◆ EXERCISE INSTRUCTIONS
Search the data for the word "windshield" and copy out every line that has it.

---------- TASK DATA

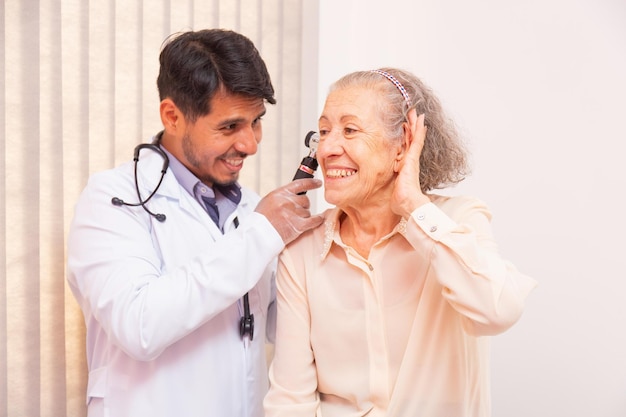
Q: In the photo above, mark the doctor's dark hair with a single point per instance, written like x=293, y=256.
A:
x=444, y=160
x=196, y=65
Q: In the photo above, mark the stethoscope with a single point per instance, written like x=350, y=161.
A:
x=166, y=163
x=246, y=322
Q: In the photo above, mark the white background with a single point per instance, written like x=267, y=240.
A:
x=539, y=89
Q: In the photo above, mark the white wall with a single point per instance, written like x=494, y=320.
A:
x=539, y=86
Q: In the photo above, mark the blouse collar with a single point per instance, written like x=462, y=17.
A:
x=331, y=231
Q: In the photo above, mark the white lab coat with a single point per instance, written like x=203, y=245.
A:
x=162, y=300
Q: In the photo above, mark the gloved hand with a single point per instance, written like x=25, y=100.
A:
x=288, y=211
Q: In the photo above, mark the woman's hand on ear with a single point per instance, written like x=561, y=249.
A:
x=407, y=194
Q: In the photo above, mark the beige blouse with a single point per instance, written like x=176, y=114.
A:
x=403, y=333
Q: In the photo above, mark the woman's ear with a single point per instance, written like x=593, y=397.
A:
x=403, y=146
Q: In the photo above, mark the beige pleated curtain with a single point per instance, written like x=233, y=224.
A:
x=78, y=91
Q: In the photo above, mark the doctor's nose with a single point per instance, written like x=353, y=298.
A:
x=248, y=141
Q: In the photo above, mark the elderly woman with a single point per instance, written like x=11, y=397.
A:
x=387, y=309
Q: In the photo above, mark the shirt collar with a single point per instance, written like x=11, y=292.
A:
x=331, y=231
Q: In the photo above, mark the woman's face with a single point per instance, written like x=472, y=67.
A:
x=356, y=159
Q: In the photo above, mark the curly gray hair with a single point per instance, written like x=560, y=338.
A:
x=444, y=159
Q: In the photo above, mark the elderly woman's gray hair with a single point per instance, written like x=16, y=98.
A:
x=444, y=159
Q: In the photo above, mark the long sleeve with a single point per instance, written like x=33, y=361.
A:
x=482, y=286
x=146, y=283
x=293, y=377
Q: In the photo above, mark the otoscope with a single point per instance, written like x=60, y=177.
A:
x=309, y=163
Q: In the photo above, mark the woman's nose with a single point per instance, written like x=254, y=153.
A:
x=330, y=144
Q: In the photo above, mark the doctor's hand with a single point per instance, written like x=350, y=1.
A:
x=288, y=210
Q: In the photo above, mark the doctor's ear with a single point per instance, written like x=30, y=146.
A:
x=170, y=115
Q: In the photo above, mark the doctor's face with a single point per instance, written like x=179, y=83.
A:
x=215, y=146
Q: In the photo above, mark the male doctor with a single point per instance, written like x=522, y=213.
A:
x=173, y=263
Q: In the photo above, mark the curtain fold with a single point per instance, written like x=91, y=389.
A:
x=78, y=91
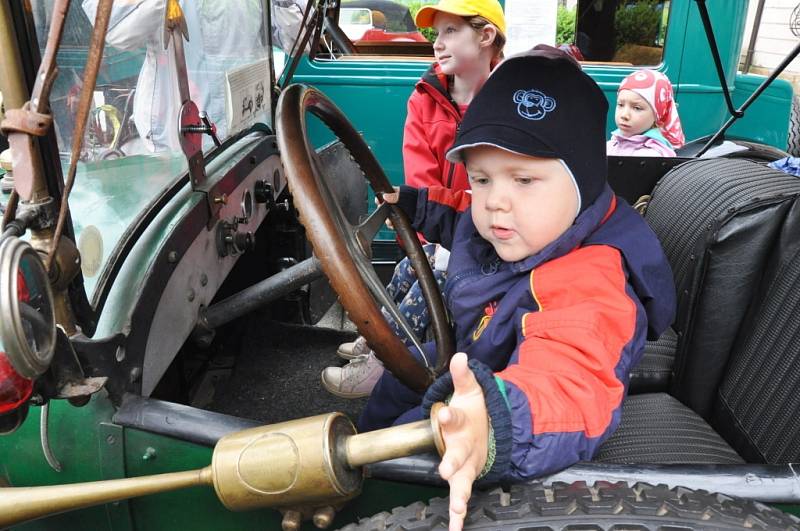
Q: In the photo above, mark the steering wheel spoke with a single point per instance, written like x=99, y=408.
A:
x=370, y=227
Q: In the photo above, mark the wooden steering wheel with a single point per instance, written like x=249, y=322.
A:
x=344, y=250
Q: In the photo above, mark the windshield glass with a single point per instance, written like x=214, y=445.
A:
x=131, y=151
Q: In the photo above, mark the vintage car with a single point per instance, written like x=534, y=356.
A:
x=162, y=338
x=377, y=20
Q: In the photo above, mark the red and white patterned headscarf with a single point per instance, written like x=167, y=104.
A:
x=656, y=88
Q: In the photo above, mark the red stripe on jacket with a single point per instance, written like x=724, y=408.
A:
x=572, y=345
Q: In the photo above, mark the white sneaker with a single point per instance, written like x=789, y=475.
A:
x=354, y=380
x=354, y=349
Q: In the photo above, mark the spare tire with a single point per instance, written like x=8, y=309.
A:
x=793, y=144
x=604, y=506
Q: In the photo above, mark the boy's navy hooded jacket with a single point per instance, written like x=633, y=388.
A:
x=551, y=338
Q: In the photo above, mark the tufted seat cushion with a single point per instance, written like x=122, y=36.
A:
x=657, y=429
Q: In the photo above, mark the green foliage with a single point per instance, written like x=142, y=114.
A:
x=565, y=25
x=414, y=6
x=639, y=22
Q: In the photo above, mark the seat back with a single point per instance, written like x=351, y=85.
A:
x=717, y=220
x=757, y=408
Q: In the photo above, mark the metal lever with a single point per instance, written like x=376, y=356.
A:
x=207, y=128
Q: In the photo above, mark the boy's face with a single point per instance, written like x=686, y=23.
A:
x=519, y=203
x=457, y=46
x=633, y=115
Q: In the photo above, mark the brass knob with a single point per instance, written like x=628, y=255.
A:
x=291, y=520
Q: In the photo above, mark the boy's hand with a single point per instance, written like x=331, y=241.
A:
x=465, y=428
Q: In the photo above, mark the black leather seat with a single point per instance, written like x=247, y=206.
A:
x=738, y=357
x=716, y=220
x=657, y=429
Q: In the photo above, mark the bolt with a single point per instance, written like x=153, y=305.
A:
x=149, y=454
x=323, y=517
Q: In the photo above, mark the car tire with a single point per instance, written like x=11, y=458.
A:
x=604, y=506
x=793, y=144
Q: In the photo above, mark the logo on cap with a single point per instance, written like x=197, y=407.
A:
x=533, y=104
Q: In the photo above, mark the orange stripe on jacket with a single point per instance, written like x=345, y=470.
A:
x=571, y=348
x=457, y=200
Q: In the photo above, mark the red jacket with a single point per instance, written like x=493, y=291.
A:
x=431, y=125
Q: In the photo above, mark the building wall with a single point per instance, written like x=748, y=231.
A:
x=775, y=39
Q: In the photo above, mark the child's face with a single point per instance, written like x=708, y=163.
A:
x=519, y=203
x=633, y=115
x=457, y=46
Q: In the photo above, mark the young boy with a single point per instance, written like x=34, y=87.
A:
x=554, y=283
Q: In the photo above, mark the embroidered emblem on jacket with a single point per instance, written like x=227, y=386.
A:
x=488, y=312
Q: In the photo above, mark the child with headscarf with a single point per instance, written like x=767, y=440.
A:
x=647, y=118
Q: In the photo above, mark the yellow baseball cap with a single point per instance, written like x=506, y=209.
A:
x=488, y=9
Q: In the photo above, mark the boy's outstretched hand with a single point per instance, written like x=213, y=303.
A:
x=465, y=428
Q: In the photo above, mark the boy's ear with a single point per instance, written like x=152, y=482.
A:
x=487, y=35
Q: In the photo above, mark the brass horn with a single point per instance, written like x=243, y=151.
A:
x=310, y=462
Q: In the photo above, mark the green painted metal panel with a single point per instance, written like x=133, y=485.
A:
x=78, y=440
x=772, y=107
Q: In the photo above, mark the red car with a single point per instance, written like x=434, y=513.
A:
x=378, y=21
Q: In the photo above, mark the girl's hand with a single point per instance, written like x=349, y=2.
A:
x=391, y=198
x=465, y=428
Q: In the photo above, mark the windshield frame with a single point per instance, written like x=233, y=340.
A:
x=88, y=307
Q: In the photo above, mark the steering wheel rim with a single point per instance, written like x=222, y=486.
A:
x=344, y=250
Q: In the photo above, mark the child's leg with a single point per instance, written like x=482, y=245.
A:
x=404, y=275
x=414, y=308
x=389, y=400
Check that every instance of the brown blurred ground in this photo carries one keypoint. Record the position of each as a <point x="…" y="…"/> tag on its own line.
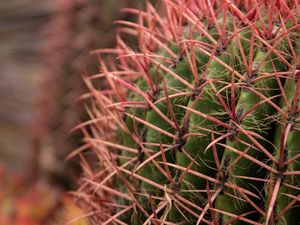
<point x="21" y="72"/>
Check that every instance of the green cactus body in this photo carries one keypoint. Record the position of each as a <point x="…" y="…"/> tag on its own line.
<point x="219" y="93"/>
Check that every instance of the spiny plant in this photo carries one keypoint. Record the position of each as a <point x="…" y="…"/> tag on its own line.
<point x="200" y="122"/>
<point x="75" y="28"/>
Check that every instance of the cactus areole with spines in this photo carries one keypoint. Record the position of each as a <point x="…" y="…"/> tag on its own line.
<point x="199" y="123"/>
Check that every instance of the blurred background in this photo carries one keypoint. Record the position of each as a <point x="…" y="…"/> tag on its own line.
<point x="44" y="51"/>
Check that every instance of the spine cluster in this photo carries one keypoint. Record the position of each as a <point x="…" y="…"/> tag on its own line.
<point x="199" y="124"/>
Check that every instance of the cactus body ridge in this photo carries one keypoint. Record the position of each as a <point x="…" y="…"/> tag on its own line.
<point x="200" y="122"/>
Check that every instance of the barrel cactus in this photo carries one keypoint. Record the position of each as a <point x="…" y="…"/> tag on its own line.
<point x="199" y="123"/>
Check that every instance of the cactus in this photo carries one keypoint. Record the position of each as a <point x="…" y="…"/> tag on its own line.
<point x="76" y="27"/>
<point x="199" y="122"/>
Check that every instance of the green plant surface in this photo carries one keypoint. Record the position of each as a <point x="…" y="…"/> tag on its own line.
<point x="199" y="122"/>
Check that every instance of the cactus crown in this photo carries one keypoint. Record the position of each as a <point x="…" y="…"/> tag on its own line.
<point x="200" y="123"/>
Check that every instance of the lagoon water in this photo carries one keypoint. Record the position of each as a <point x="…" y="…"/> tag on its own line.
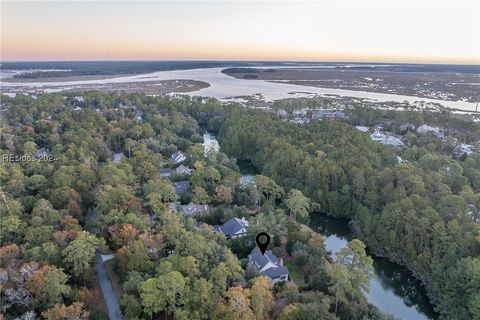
<point x="224" y="87"/>
<point x="393" y="289"/>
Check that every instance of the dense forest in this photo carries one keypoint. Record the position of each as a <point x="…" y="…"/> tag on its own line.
<point x="418" y="213"/>
<point x="66" y="199"/>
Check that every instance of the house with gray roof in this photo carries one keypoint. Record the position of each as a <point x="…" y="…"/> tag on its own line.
<point x="178" y="157"/>
<point x="165" y="172"/>
<point x="268" y="265"/>
<point x="233" y="228"/>
<point x="181" y="169"/>
<point x="181" y="186"/>
<point x="192" y="208"/>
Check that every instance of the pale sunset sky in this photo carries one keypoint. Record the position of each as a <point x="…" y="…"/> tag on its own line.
<point x="383" y="31"/>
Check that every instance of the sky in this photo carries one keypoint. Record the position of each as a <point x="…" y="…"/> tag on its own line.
<point x="382" y="31"/>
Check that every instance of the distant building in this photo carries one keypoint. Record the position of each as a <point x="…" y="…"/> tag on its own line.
<point x="464" y="148"/>
<point x="322" y="114"/>
<point x="386" y="139"/>
<point x="282" y="113"/>
<point x="269" y="265"/>
<point x="428" y="129"/>
<point x="192" y="208"/>
<point x="362" y="128"/>
<point x="181" y="186"/>
<point x="233" y="228"/>
<point x="183" y="170"/>
<point x="178" y="157"/>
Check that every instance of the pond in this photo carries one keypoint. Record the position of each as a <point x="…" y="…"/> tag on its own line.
<point x="393" y="289"/>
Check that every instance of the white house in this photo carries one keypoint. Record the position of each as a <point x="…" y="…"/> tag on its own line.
<point x="178" y="157"/>
<point x="268" y="265"/>
<point x="233" y="228"/>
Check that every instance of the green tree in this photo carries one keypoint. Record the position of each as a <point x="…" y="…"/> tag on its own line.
<point x="298" y="205"/>
<point x="80" y="253"/>
<point x="164" y="293"/>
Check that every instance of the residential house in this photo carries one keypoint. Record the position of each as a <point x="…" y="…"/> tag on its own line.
<point x="386" y="139"/>
<point x="165" y="172"/>
<point x="192" y="208"/>
<point x="183" y="170"/>
<point x="178" y="157"/>
<point x="269" y="265"/>
<point x="233" y="228"/>
<point x="172" y="205"/>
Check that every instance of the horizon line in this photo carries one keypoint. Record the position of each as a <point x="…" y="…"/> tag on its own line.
<point x="242" y="60"/>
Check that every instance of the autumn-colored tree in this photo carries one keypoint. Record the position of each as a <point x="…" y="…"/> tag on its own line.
<point x="262" y="300"/>
<point x="7" y="253"/>
<point x="74" y="311"/>
<point x="69" y="223"/>
<point x="290" y="312"/>
<point x="133" y="256"/>
<point x="123" y="235"/>
<point x="91" y="298"/>
<point x="79" y="254"/>
<point x="224" y="194"/>
<point x="200" y="195"/>
<point x="63" y="238"/>
<point x="298" y="205"/>
<point x="47" y="286"/>
<point x="236" y="305"/>
<point x="164" y="293"/>
<point x="155" y="243"/>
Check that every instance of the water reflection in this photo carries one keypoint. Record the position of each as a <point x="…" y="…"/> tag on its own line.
<point x="392" y="289"/>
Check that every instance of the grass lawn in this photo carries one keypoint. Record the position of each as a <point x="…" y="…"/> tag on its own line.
<point x="294" y="270"/>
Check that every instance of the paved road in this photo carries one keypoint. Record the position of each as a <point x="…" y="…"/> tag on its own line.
<point x="109" y="295"/>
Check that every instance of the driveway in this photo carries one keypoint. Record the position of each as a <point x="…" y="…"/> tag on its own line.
<point x="111" y="299"/>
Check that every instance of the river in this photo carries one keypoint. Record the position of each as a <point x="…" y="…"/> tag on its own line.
<point x="226" y="88"/>
<point x="393" y="289"/>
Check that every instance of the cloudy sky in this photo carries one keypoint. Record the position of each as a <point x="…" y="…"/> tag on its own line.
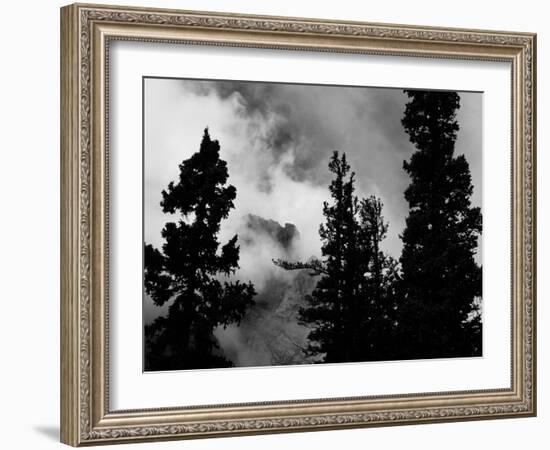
<point x="277" y="140"/>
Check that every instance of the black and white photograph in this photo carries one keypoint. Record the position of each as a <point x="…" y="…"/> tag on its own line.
<point x="288" y="224"/>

--------------------

◆ WRITTEN RESPONSE
Q: In the photo above, mark the windshield glass with a single point per instance, written like x=214, y=445.
Q: In the photo above, mark the windshield frame with a single point per instance, written like x=233, y=340.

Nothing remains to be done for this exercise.